* [Directives]:
a) Answer these questions about the court opinion, one answer per line:
(i) What failure on Plaintiff's part did Defendants base their motion for summary judgment on?
(ii) Why does the Court not need to hold a hearing?
(iii) On what date did Defendant Cooper allegedly take Plaintiff's legal property?
b) Reproduce the court opinion word for word from "Defendants moved for" to "Mich. L.R. 7.1(f)(1).".

* [Text segment]:

[BEGIN]

United States District Court, E.D. Michigan, Southern Division
Aug 9, 2022
2:22-cv-10101 (E.D. Mich. Aug. 9, 2022)

Opinion

2:22-cv-10101

08-09-2022

ANTHONY DWAYNE GREEN II, Plaintiff, v. A. DOUGLAS, et al., Defendants.


OPINION AND ORDER GRANTING MOTION FOR SUMMARY JUDGMENT [20] AND DENYING MOTIONS FOR LEAVE TO FILE SUR-REPLY [23, 24, 25]

STEPHEN J. MURPHY, III UNITED STATES DISTRICT JUDGE

Defendants moved for summary judgment based on Plaintiff's failure to exhaust his administrative remedies under the Prison Litigation Reform Act (“PLRA”). ECF 20. The parties briefed the motion. ECF 21; 22. For the following reasons, the Court will grant summary judgment.

The Court need not hold a hearing because Plaintiff is proceeding pro se and is incarcerated. E.D. Mich. L.R. 7.1(f)(1).

BACKGROUND

Plaintiff alleged that Defendant Cooper violated his civil rights by taking his legal property on October 9, 2021. ECF 1, PgID 2. Defendant Morgan allegedly gave Plaintiff's legal papers to another prisoner. Id. at 3.

[END]

* [Source material]:
[BEGIN]

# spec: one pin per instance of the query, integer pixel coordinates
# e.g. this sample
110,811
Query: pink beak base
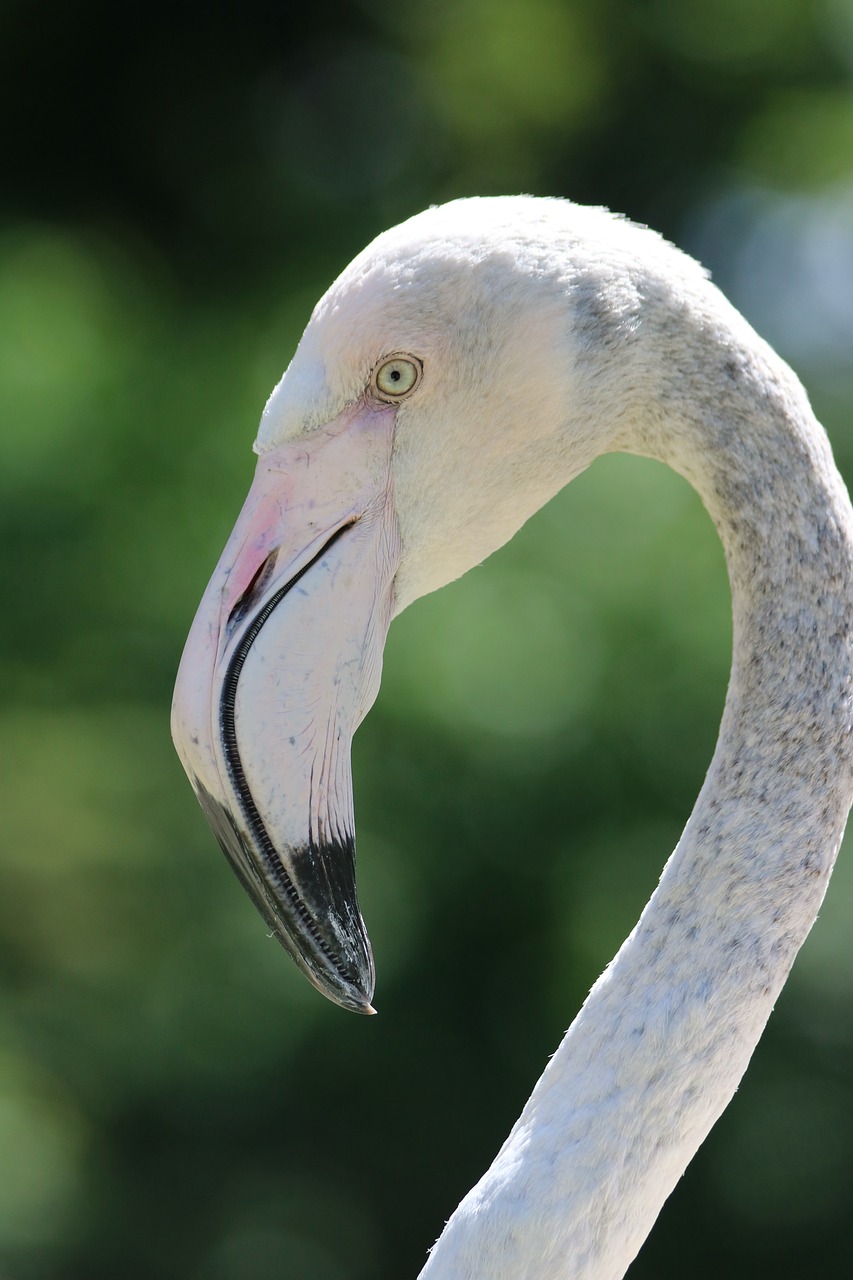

[END]

* [The replies]:
a)
(i) His failure to exhaust his administrative remedies under the Prison Litigation Reform Act (PLRA).
(ii) Plaintiff is proceeding pro se and is incarcerated.
(iii) October 9, 2021.

b)
Defendants moved for summary judgment based on Plaintiff's failure to exhaust his administrative remedies under the Prison Litigation Reform Act (“PLRA”). ECF 20. The parties briefed the motion. ECF 21; 22. For the following reasons, the Court will grant summary judgment.

The Court need not hold a hearing because Plaintiff is proceeding pro se and is incarcerated. E.D. Mich. L.R. 7.1(f)(1).